Problem requirements
In the custody agreement excerpt below, condense the paragraph beginning "3.1 Custody Outside of the United States" into a short bulleted list that keeps its main facts.

Selection
════════
2.13 Reports by Custodian. The Custodian shall supply to the
Fund the daily, weekly and monthly reports described in the Guidelines as
well as any other reports which the Custodian and the Fund may agree upon
from time to time.
Section 3. DUTIES OF THE CUSTODIAN WITH RESPECT TO ASSETS OF THE FUND
HELD OUTSIDE OF THE UNITED STATES
3.1 Custody Outside of the United States, The Fund authorizes
the Custodian to hold foreign securities and cash in custody accounts which
have been established by the Custodian with (i) its foreign branches, (ii)
foreign banking institutions, foreign branches of United States banks and
subsidiaries of United States banks or bank holding companies (each a
"foreign custodian") and (iii) foreign securities depositories or clearing
agencies (each a "foreign securities depository"); provided, however, that
the Managing General Partners have approved in advance the use of each such
Custodian branch, foreign custodian and foreign securities depository and the
contract between the Custodian and each foreign custodian and that such
approval is set forth in Proper Instructions and a certified copy of a
resolution of the Managing General Partners or of the Executive Committee
certified by the Secretary or an Assistant Secretary of the Fund. Unless
expressly provided to the contrary in this Section 3, custody of foreign
securities and assets held outside the United States shall be governed by
Section 2 hereof.
3.2 Assets to be Held. The Custodian shall limit the securities
and other assets maintained in the custody of its foreign branches, foreign
custodians and foreign securities depositories to: (i) "foreign securities",
as defined in paragraph (c) (l) of Rule l7f-5 under the Investment Company
Act, and (ii) cash and cash equivalents in such amounts as the Custodian or
the Fund may determine to be reasonably necessary to effect the Fund's
foreign securities transactions.
3.3 Foreign Securities Depositories. Except as may otherwise be
agreed upon in writing by the Custodian and the Fund, assets of the Fund
shall be maintained in foreign securities depositories only through
arrangements implemented by the Custodian or foreign custodians pursuant to
the terms hereof.
════════
Data lines
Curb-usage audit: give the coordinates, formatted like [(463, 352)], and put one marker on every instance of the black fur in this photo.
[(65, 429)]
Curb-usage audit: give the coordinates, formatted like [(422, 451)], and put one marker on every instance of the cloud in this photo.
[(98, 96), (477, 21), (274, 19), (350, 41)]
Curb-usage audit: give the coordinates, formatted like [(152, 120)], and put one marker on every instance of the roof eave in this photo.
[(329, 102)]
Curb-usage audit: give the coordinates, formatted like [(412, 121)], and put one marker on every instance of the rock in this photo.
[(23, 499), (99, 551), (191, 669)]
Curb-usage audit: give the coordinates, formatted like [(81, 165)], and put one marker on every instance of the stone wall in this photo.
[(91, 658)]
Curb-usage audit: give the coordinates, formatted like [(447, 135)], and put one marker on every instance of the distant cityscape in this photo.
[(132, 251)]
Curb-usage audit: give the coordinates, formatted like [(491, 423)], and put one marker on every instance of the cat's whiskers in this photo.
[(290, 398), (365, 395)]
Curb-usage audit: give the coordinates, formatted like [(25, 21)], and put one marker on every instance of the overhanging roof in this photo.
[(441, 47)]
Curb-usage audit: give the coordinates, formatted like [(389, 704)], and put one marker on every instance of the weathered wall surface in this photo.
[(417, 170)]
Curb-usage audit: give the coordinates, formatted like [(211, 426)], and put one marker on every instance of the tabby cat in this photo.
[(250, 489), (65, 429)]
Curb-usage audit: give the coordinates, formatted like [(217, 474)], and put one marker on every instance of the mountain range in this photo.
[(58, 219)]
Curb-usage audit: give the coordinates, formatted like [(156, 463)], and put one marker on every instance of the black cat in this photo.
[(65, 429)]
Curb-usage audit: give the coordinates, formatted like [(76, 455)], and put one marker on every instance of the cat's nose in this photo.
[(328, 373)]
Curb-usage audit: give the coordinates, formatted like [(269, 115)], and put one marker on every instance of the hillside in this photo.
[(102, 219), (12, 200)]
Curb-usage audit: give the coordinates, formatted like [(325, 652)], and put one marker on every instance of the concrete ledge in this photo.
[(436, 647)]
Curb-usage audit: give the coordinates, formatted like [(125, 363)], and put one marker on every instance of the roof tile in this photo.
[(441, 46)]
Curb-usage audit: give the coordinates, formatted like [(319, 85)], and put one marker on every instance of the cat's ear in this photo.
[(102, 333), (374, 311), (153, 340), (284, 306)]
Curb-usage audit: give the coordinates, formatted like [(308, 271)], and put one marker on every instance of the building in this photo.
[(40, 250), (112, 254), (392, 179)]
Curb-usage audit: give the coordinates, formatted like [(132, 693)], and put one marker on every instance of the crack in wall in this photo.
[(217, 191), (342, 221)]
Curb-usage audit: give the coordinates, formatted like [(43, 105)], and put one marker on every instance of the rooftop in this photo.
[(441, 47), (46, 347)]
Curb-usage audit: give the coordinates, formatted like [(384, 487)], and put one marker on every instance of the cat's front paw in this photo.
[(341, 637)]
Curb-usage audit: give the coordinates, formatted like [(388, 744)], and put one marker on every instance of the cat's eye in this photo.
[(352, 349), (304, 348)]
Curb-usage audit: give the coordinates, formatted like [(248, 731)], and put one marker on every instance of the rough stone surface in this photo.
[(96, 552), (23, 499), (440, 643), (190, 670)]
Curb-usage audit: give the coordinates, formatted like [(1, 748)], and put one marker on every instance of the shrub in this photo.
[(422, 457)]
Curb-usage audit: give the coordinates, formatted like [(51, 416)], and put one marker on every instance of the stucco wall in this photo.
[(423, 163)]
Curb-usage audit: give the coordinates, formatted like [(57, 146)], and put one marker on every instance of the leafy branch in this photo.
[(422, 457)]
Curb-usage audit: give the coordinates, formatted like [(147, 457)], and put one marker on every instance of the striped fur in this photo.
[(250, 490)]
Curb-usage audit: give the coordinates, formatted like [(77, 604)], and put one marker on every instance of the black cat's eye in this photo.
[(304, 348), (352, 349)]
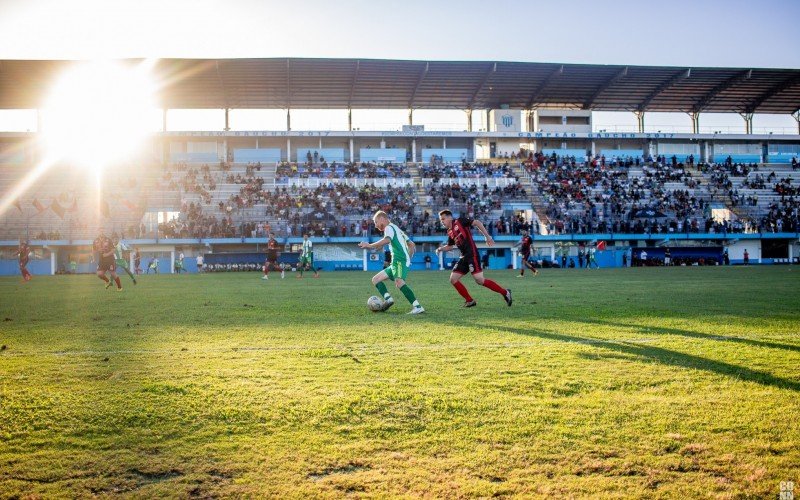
════════
Answer to this task
- The Fund authorizes the Custodian to hold foreign securities and cash in custody accounts that the Custodian has established with:
  - its foreign branches
  - foreign banking institutions, foreign branches of United States banks, and subsidiaries of United States banks or bank holding companies ("foreign custodians")
  - foreign securities depositories or clearing agencies ("foreign securities depositories")
- The Managing General Partners must approve in advance each Custodian branch, foreign custodian and foreign securities depository. They must also approve the Custodian's contract with each foreign custodian.
- That approval must be set forth in Proper Instructions. It must also appear in a certified copy of a resolution of the Managing General Partners or the Executive Committee, certified by the Fund's Secretary or an Assistant Secretary.
- Unless Section 3 expressly provides otherwise, Section 2 governs custody of foreign securities and assets held outside the United States.